%%
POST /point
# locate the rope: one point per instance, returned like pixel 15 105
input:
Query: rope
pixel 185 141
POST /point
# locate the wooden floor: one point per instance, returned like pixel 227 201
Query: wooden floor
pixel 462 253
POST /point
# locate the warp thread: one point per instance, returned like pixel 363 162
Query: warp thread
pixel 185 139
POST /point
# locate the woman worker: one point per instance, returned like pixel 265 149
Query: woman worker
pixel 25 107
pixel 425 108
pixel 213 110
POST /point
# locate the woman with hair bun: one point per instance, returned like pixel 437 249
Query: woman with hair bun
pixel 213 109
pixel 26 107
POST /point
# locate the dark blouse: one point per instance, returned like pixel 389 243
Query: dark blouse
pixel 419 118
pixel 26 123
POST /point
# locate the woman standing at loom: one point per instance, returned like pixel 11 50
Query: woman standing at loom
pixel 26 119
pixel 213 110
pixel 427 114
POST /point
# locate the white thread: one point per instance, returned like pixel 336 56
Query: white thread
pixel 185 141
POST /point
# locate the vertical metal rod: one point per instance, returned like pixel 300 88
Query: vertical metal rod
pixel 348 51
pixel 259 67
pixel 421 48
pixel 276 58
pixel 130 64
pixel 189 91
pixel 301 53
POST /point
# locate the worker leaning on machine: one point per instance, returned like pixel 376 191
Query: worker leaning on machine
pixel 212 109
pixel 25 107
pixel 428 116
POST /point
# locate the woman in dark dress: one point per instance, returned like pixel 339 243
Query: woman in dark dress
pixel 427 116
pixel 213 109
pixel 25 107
%%
[DIRECTION]
Restate all of the entries above precisely.

[WORKED ANSWER]
POST /point
# locate the rope: one point per instance, returned like pixel 15 105
input:
Query: rope
pixel 185 141
POST /point
# locate the wooden floor: one point per instance, returned like pixel 227 201
Query: wooden floor
pixel 462 253
POST /point
# locate the warp thread: one point per instance, returned like pixel 363 162
Query: warp thread
pixel 185 139
POST /point
# locate the woman worker: one point per instance, returned like pixel 265 149
Query: woman worker
pixel 25 107
pixel 425 108
pixel 213 110
POST /point
# locate the woman with hair bun: one point per instance, returned like pixel 437 249
Query: woman with hair bun
pixel 213 109
pixel 26 107
POST /point
# locate the dark blouse: one point per instance, returned like pixel 389 243
Query: dark blouse
pixel 419 118
pixel 26 123
POST /point
# locate the woman standing at loom: one point per instance, returned like pixel 11 50
Query: woman standing at loom
pixel 26 119
pixel 213 110
pixel 427 114
POST /point
# locate the white thread: one point per instance, returned like pixel 336 56
Query: white thread
pixel 185 141
POST /point
# locate the vertical metal rod: one point per instance, returned like pixel 300 88
Query: vertical metal rod
pixel 348 51
pixel 259 67
pixel 421 48
pixel 276 58
pixel 130 64
pixel 189 91
pixel 301 53
POST /point
# locate the worker leaning on machine: one point per instance, returned like pixel 376 191
Query: worker leaning on machine
pixel 212 109
pixel 25 107
pixel 428 116
POST /point
# locate the woman in dark dress: one point per instance, returned like pixel 339 243
Query: woman in dark dress
pixel 427 116
pixel 213 109
pixel 25 107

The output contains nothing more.